- **INSTRUÇÕES DO EXERCÍCIO**:
[1] Responda às perguntas sobre o texto a respeito do Politburo de Xi:
(a) Que tradição, criada nos anos 1980, Xi rompeu ao conquistar o terceiro mandato?
(b) Quem deverá ser o premiê no lugar de Li Keqiang?
(c) Com quantos representantes ficou o órgão?
[2] Imprima, sem qualquer alteração, o trecho do texto sobre o Politburo de Xi que se abre com as palavras "Além de Xi, foi" e se fecha com "sobre o assunto.".
[3] Como resumir em duas frases o texto sobre o Politburo de Xi?
══ TEXTO DO EXERCÍCIO ══
Edição 227 – Homens e aliados: nova composição do Politburo de Xi
Conforme esperado, Xi conquistou o terceiro mandato como secretário-geral do PCCh. Com isso, o atual líder se consolida no poder rompendo uma tradição, criada nos anos 1980, de limitar a 10 anos o tempo de permanência no ofício. Assim, Xi deve permanecer na presidência da China, cargo normalmente ocupado pelo secretário-geral do PCCh. Ao ser confirmado, Xi disse que o mundo precisa da China, ao mesmo passo que o país asiático não pode se desenvolver sozinho.
Além de Xi, foi anunciada no evento toda a estrutura de poder do topo do PCCh: Li Qiang (que foi responsável pela política de lockdown em Shanghai) deverá ser o premiê no lugar de Li Keqiang, possível opositor de Xi, que sai do Politburo. Um dos antigos favoritos como herdeiro de Xi, Hu Chunhua, não entrou (estragou o bolão). A estrutura mais elevada de poder do gigante asiático segue formada 100% por pessoas da etnia han, sem uma única mulher entre elas, e por aliados de Xi. Mas houve algumas surpresas: o número final ficou em 24 representantes, quando normalmente são 25 pessoas que compõem o órgão, e agora há maior flexibilização da regra de aposentadoria, tornando a política chinesa um pouco mais imprevisível. Para saber os números todos envolvendo os congressistas, vale ler este fio. A Aline Tedeschi, nossa gerente de mídias e artigos, falou na Band News sobre o assunto.
═══
══ MATERIAL APRESENTADO ══
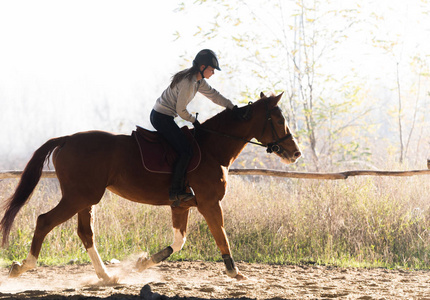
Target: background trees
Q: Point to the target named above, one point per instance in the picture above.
(324, 56)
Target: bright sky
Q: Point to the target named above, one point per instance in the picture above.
(68, 66)
(63, 64)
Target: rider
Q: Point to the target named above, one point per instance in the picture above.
(173, 102)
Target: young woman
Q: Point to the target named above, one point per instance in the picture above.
(173, 102)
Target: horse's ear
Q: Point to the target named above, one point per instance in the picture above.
(277, 98)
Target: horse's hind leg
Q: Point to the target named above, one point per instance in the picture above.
(180, 221)
(45, 223)
(85, 232)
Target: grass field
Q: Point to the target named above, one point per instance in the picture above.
(362, 221)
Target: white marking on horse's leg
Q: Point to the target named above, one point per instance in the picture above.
(29, 262)
(98, 264)
(178, 240)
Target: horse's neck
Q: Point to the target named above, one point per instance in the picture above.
(225, 145)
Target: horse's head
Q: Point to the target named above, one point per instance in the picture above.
(275, 133)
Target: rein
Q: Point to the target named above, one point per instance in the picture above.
(270, 147)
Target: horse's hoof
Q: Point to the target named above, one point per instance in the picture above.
(240, 276)
(143, 263)
(15, 270)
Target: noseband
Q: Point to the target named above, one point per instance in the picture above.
(272, 147)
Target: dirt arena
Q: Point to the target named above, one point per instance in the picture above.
(206, 280)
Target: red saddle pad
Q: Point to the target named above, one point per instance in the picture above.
(157, 154)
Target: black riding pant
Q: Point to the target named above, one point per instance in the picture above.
(168, 128)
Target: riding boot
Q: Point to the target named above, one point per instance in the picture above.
(177, 192)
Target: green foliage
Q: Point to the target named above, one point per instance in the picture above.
(288, 51)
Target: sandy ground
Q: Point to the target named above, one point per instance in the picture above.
(206, 280)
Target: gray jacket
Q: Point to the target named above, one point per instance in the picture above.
(173, 102)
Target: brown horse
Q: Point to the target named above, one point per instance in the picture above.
(87, 163)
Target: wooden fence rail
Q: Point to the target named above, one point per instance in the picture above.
(329, 176)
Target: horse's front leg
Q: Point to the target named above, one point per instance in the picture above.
(212, 212)
(180, 221)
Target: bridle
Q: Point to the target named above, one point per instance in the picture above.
(272, 147)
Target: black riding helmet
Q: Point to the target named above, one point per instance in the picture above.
(206, 58)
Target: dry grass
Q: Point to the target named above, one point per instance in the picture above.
(363, 221)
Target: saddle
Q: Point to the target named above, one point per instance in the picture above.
(157, 154)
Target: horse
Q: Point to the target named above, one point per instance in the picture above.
(88, 163)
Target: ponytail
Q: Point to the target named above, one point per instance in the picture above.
(184, 74)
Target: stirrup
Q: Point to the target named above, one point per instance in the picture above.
(180, 196)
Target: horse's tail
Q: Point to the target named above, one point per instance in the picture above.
(29, 179)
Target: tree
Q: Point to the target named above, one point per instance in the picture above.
(290, 48)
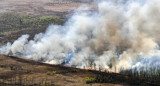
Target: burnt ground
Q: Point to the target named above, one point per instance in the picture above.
(15, 68)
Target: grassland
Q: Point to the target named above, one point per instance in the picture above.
(14, 25)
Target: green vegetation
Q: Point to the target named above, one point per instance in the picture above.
(16, 21)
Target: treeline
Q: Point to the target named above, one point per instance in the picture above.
(18, 21)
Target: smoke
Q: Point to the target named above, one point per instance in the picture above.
(116, 36)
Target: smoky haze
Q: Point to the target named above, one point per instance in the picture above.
(116, 36)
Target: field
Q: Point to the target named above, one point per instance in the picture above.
(24, 72)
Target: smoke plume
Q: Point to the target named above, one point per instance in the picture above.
(116, 36)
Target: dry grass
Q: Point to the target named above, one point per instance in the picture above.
(32, 72)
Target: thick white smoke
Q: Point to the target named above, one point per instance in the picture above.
(116, 36)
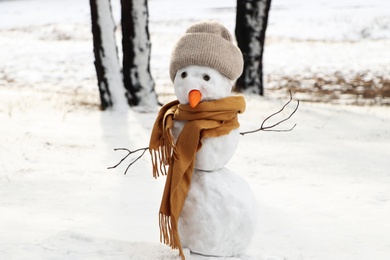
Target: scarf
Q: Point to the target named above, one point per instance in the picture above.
(207, 119)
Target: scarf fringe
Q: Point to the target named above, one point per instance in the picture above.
(168, 236)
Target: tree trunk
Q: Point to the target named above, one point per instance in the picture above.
(251, 24)
(136, 53)
(111, 89)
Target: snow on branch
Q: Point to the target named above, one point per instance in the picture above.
(270, 127)
(128, 154)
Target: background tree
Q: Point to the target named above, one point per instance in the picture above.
(251, 24)
(136, 53)
(111, 89)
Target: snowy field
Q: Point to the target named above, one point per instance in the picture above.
(323, 190)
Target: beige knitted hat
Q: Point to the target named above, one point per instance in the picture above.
(207, 44)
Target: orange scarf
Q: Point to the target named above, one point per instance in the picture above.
(207, 119)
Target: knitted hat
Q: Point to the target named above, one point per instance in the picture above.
(207, 44)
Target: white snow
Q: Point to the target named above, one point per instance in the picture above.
(323, 190)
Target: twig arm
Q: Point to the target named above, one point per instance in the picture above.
(128, 154)
(269, 128)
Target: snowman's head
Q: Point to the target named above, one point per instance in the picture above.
(194, 84)
(205, 60)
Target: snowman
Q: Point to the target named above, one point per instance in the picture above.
(206, 210)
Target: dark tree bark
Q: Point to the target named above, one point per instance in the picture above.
(251, 25)
(105, 96)
(136, 53)
(111, 89)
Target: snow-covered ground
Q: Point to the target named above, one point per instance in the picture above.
(323, 190)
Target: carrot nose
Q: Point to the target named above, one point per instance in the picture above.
(194, 97)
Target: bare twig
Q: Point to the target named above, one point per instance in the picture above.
(129, 152)
(269, 128)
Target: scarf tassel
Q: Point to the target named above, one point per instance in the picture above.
(168, 236)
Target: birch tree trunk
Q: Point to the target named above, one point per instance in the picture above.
(136, 53)
(111, 89)
(251, 24)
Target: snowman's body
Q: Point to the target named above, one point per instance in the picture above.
(219, 215)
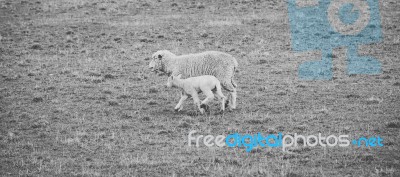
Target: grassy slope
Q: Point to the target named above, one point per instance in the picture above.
(76, 97)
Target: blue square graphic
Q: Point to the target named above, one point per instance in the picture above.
(328, 24)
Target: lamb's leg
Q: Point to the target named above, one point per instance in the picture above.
(231, 101)
(196, 101)
(179, 106)
(221, 98)
(209, 97)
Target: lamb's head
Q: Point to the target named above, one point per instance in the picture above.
(172, 80)
(158, 60)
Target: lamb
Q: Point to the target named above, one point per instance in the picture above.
(218, 64)
(192, 86)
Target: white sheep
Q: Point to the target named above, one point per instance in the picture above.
(192, 86)
(218, 64)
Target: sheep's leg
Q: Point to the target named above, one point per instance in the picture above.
(221, 98)
(196, 101)
(179, 106)
(231, 101)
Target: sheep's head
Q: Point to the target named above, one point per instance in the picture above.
(158, 59)
(172, 80)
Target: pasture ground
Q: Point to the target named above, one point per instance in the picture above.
(77, 98)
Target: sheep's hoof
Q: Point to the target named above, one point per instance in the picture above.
(201, 111)
(227, 104)
(205, 107)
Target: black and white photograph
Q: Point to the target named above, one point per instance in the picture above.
(288, 88)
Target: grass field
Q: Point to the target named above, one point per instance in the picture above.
(77, 97)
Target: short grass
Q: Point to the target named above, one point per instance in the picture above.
(77, 98)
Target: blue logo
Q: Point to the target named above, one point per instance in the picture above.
(327, 24)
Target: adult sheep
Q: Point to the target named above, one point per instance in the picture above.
(218, 64)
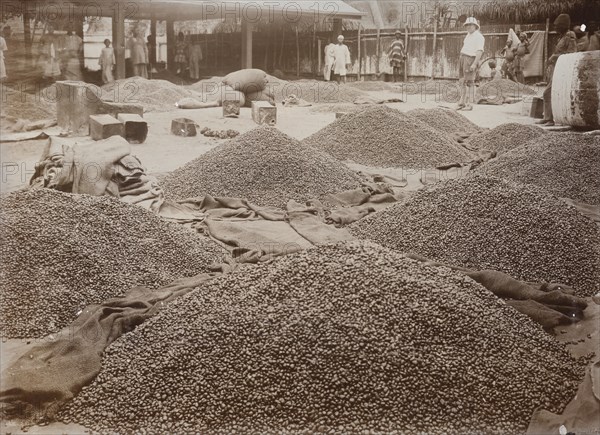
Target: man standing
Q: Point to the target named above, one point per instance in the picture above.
(508, 70)
(520, 53)
(470, 55)
(72, 48)
(342, 60)
(397, 55)
(329, 59)
(566, 44)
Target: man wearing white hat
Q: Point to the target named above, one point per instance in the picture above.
(470, 55)
(342, 60)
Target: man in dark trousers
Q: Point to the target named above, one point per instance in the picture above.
(566, 44)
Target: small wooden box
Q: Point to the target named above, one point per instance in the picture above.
(537, 108)
(135, 129)
(264, 113)
(104, 126)
(231, 108)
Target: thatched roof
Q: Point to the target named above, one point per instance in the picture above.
(536, 11)
(420, 13)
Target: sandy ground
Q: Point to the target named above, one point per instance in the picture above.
(163, 152)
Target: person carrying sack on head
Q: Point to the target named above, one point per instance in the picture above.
(566, 44)
(329, 59)
(468, 64)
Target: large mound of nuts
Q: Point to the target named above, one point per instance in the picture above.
(565, 164)
(489, 223)
(505, 137)
(336, 339)
(264, 166)
(381, 136)
(62, 252)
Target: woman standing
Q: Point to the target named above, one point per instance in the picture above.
(139, 53)
(49, 56)
(397, 55)
(181, 51)
(329, 59)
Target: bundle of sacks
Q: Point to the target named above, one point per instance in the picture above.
(252, 83)
(245, 86)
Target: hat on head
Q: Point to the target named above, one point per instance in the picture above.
(563, 20)
(472, 20)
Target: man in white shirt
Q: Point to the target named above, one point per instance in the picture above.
(342, 60)
(329, 59)
(470, 55)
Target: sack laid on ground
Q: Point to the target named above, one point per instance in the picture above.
(264, 95)
(54, 371)
(190, 103)
(227, 93)
(247, 80)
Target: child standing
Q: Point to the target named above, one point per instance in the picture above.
(107, 61)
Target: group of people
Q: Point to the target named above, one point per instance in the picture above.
(60, 56)
(188, 55)
(338, 60)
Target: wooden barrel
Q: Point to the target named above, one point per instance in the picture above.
(576, 90)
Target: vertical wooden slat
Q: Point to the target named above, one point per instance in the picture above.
(378, 56)
(359, 53)
(545, 58)
(406, 51)
(118, 29)
(433, 57)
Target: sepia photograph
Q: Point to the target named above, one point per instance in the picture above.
(294, 217)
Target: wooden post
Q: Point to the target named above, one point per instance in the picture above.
(246, 44)
(27, 31)
(359, 53)
(118, 30)
(545, 58)
(297, 53)
(280, 64)
(171, 45)
(319, 56)
(267, 46)
(434, 42)
(406, 51)
(152, 57)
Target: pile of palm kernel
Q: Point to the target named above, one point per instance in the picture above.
(381, 136)
(565, 164)
(489, 223)
(62, 252)
(333, 339)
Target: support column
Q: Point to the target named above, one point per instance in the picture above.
(118, 28)
(171, 45)
(27, 31)
(246, 44)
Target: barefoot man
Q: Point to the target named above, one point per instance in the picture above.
(470, 55)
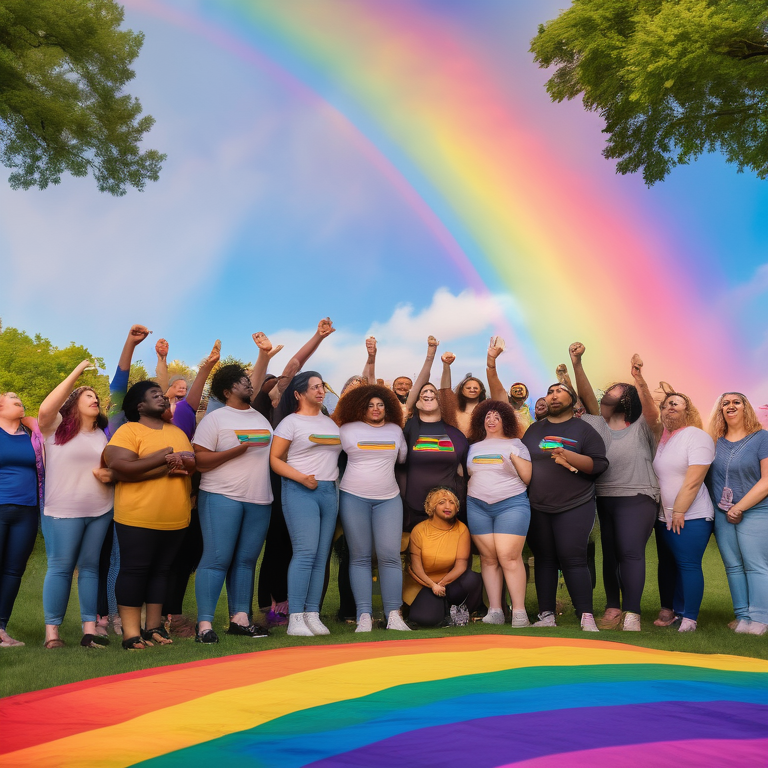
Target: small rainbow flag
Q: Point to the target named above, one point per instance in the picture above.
(491, 458)
(325, 439)
(377, 445)
(253, 436)
(434, 443)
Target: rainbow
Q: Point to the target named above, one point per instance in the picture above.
(511, 209)
(524, 701)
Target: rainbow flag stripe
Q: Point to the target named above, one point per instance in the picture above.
(377, 445)
(490, 458)
(434, 443)
(514, 700)
(254, 436)
(325, 439)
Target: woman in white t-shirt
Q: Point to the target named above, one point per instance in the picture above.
(498, 511)
(232, 451)
(305, 453)
(686, 521)
(370, 421)
(78, 507)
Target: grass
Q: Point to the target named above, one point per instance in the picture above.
(33, 667)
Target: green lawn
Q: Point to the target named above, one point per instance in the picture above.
(33, 667)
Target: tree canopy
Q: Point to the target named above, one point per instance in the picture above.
(63, 67)
(672, 78)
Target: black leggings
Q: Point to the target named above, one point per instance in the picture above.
(146, 556)
(185, 562)
(429, 610)
(626, 523)
(559, 541)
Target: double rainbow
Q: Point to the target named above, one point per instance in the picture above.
(524, 701)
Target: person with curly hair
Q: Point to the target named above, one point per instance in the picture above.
(567, 456)
(687, 518)
(232, 451)
(151, 462)
(370, 422)
(498, 511)
(628, 491)
(77, 510)
(305, 453)
(738, 486)
(439, 574)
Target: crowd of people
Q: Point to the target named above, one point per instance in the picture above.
(409, 481)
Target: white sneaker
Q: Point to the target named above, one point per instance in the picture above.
(520, 619)
(315, 626)
(395, 621)
(588, 623)
(297, 626)
(364, 623)
(632, 622)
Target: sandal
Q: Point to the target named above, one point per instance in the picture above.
(157, 635)
(94, 641)
(135, 644)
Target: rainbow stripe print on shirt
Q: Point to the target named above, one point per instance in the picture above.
(488, 458)
(253, 436)
(434, 443)
(376, 445)
(550, 442)
(325, 439)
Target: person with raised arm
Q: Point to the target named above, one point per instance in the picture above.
(628, 491)
(567, 456)
(370, 423)
(738, 485)
(498, 511)
(232, 451)
(22, 476)
(305, 453)
(151, 462)
(77, 508)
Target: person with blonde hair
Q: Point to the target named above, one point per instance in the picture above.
(439, 576)
(738, 485)
(686, 519)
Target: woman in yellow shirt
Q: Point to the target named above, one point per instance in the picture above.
(439, 575)
(151, 462)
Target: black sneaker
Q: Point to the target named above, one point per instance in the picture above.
(207, 636)
(252, 630)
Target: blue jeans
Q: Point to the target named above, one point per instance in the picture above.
(681, 578)
(369, 524)
(744, 549)
(311, 520)
(18, 530)
(70, 542)
(233, 535)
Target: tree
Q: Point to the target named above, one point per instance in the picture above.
(672, 78)
(32, 367)
(63, 67)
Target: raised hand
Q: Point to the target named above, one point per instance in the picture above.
(137, 334)
(325, 327)
(576, 350)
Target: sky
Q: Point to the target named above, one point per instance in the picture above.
(400, 168)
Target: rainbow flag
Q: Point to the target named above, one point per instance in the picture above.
(253, 436)
(434, 443)
(480, 700)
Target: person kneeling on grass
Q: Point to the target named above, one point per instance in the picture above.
(439, 580)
═══
- **RESPOSTAS POR TAREFA**:
[1]
(a) A tradição de limitar a 10 anos o tempo de permanência no ofício.
(b) Li Qiang.
(c) Com 24 representantes.

[2]
Além de Xi, foi anunciada no evento toda a estrutura de poder do topo do PCCh: Li Qiang (que foi responsável pela política de lockdown em Shanghai) deverá ser o premiê no lugar de Li Keqiang, possível opositor de Xi, que sai do Politburo. Um dos antigos favoritos como herdeiro de Xi, Hu Chunhua, não entrou (estragou o bolão). A estrutura mais elevada de poder do gigante asiático segue formada 100% por pessoas da etnia han, sem uma única mulher entre elas, e por aliados de Xi. Mas houve algumas surpresas: o número final ficou em 24 representantes, quando normalmente são 25 pessoas que compõem o órgão, e agora há maior flexibilização da regra de aposentadoria, tornando a política chinesa um pouco mais imprevisível. Para saber os números todos envolvendo os congressistas, vale ler este fio. A Aline Tedeschi, nossa gerente de mídias e artigos, falou na Band News sobre o assunto.

[3] Xi conquistou o terceiro mandato como secretário-geral do PCCh, rompendo a tradição de limitar a 10 anos a permanência no ofício. No novo topo do PCCh, Li Qiang deverá ser o premiê no lugar de Li Keqiang, e a cúpula segue formada por pessoas da etnia han, sem nenhuma mulher e aliadas de Xi, agora com 24 representantes em vez dos 25 habituais.